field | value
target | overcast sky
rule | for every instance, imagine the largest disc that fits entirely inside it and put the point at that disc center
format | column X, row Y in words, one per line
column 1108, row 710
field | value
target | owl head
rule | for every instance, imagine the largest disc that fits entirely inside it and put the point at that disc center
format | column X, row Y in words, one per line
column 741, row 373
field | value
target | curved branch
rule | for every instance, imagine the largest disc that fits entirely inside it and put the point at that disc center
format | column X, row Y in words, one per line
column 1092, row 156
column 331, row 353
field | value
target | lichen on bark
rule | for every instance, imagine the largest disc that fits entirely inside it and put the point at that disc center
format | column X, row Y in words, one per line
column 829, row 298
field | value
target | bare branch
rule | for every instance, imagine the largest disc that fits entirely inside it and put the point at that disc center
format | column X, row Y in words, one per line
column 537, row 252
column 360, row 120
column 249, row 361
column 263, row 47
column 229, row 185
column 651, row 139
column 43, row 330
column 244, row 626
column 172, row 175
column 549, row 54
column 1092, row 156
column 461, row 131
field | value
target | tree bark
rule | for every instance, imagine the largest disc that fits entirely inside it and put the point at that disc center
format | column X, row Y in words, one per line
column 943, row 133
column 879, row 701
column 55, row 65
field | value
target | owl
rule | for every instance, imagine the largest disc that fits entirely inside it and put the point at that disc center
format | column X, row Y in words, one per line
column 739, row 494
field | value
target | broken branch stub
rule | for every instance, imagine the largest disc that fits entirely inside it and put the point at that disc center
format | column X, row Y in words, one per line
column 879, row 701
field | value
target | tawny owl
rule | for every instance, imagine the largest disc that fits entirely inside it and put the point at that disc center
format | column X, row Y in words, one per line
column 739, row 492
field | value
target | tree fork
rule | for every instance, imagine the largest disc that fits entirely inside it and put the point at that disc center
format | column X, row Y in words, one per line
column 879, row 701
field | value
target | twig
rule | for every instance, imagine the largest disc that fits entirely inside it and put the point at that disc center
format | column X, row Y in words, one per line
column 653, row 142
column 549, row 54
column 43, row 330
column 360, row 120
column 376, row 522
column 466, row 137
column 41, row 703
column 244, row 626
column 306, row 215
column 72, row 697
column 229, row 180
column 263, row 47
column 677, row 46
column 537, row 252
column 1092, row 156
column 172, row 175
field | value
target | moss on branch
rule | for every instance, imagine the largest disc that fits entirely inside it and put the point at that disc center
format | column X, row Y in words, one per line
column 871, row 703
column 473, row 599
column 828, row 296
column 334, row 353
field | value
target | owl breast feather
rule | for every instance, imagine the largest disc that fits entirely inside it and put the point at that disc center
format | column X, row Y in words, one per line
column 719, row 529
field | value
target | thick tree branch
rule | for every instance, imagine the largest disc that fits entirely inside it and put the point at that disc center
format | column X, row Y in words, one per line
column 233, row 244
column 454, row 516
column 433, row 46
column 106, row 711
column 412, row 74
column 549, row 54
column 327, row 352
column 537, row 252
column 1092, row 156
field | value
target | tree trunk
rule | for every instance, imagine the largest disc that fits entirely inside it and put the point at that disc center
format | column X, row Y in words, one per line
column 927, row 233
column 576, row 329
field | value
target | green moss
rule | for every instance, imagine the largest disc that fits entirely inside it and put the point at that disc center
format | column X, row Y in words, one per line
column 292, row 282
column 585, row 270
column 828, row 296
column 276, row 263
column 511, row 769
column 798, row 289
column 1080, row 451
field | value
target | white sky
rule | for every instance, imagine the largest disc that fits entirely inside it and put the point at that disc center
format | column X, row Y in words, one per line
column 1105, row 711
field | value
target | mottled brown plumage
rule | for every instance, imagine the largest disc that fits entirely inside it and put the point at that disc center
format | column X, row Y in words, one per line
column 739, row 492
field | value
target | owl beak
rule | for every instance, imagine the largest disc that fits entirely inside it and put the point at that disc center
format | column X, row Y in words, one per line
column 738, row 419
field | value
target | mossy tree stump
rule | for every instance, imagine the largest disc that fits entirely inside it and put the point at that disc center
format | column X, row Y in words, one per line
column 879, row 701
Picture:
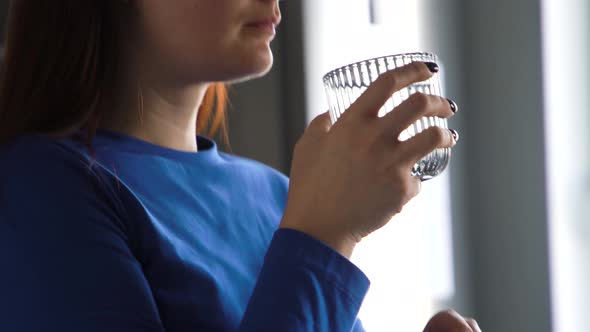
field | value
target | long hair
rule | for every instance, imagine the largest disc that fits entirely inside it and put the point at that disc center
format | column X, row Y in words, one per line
column 62, row 64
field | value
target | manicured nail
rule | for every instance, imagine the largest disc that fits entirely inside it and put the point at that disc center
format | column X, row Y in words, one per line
column 433, row 67
column 454, row 106
column 455, row 135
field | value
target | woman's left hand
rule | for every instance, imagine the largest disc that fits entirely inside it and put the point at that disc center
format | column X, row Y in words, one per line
column 451, row 321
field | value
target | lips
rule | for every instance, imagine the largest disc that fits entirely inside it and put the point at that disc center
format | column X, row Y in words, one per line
column 267, row 25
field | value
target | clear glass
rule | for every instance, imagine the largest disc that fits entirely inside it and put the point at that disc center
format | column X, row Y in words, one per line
column 345, row 84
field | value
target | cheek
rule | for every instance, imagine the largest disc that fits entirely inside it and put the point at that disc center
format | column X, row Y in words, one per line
column 203, row 40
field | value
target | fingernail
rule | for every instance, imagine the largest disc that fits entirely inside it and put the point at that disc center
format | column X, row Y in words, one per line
column 455, row 135
column 433, row 67
column 454, row 106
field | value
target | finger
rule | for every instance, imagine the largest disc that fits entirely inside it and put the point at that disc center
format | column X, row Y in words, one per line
column 473, row 324
column 369, row 103
column 419, row 105
column 417, row 147
column 321, row 124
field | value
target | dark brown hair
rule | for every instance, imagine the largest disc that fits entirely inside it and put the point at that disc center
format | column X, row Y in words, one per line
column 62, row 65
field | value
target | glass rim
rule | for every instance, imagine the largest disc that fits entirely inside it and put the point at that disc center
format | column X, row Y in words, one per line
column 332, row 72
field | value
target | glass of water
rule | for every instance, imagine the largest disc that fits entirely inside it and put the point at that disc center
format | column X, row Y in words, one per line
column 345, row 84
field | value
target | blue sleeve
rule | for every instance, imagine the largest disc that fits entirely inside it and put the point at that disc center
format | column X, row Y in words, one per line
column 305, row 286
column 64, row 251
column 67, row 262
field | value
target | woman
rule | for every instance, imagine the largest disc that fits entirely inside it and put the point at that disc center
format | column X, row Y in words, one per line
column 113, row 217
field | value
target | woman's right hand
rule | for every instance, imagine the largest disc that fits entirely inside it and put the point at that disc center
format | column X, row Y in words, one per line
column 350, row 179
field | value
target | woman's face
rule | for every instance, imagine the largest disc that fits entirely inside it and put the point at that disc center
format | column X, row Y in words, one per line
column 207, row 40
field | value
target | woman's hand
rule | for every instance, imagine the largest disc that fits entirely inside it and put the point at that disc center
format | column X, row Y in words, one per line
column 350, row 179
column 450, row 321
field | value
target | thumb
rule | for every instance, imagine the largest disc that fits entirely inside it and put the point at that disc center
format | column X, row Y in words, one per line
column 321, row 124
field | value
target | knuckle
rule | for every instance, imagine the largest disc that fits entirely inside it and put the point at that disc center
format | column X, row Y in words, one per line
column 390, row 78
column 418, row 68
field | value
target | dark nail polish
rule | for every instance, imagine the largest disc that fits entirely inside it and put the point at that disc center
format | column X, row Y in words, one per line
column 454, row 106
column 455, row 135
column 433, row 67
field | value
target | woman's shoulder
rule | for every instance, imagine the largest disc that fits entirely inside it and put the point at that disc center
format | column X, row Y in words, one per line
column 45, row 174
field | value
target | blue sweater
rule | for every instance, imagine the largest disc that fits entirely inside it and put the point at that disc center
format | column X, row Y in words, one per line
column 145, row 238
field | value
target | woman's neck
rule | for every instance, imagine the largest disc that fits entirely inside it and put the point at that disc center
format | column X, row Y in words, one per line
column 161, row 115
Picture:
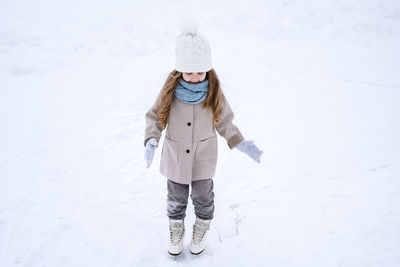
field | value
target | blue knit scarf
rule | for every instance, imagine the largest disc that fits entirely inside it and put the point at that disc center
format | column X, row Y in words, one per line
column 191, row 93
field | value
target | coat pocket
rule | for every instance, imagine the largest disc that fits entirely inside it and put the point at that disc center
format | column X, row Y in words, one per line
column 207, row 149
column 170, row 151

============================================================

## JOB
Rewrite everything from the start of the data down to the line containing "column 55, row 65" as a numbered list, both ends included and blank lines left out.

## RESULT FOR THIS TASK
1. field | value
2. target | overcast sky
3. rule | for every instance, imagine the largest disc that fits entirely inside it and put the point at that disc center
4. format | column X, row Y in words, one per line
5. column 1108, row 710
6. field | value
7. target | owl head
8. rule | for every instance, imagine the largest disc that fits entirely inside it and put the point at that disc center
9. format | column X, row Y in words, one per line
10. column 741, row 373
11. field | value
12. target | curved branch
13. rule | for every instance, imagine the largest disc that fits entirely inside it and put the point at that disc center
14. format | column X, row Y in words, one per line
15. column 1092, row 156
16. column 331, row 353
17. field | value
18. target | lichen on bark
19. rule | for every instance, imagine the largest disc that fits entirely inside it and put the point at that disc center
20. format | column X, row Y in words, one per line
21. column 829, row 298
22. field | value
23. target | bare branch
24. rule | for every instance, imagine the largest disc that fits entirely inside it and put the point at that disc center
25. format | column X, row Y in words, one per line
26. column 537, row 252
27. column 360, row 120
28. column 249, row 361
29. column 263, row 47
30. column 229, row 185
31. column 651, row 139
32. column 43, row 330
33. column 244, row 626
34. column 172, row 175
35. column 549, row 54
36. column 1092, row 156
37. column 461, row 131
38. field | value
39. target | tree bark
40. rule | for every instance, imagine the largest disc that fits entirely inside it and put the point at that disc center
41. format | column X, row Y in words, one per line
42. column 943, row 133
43. column 879, row 701
44. column 55, row 65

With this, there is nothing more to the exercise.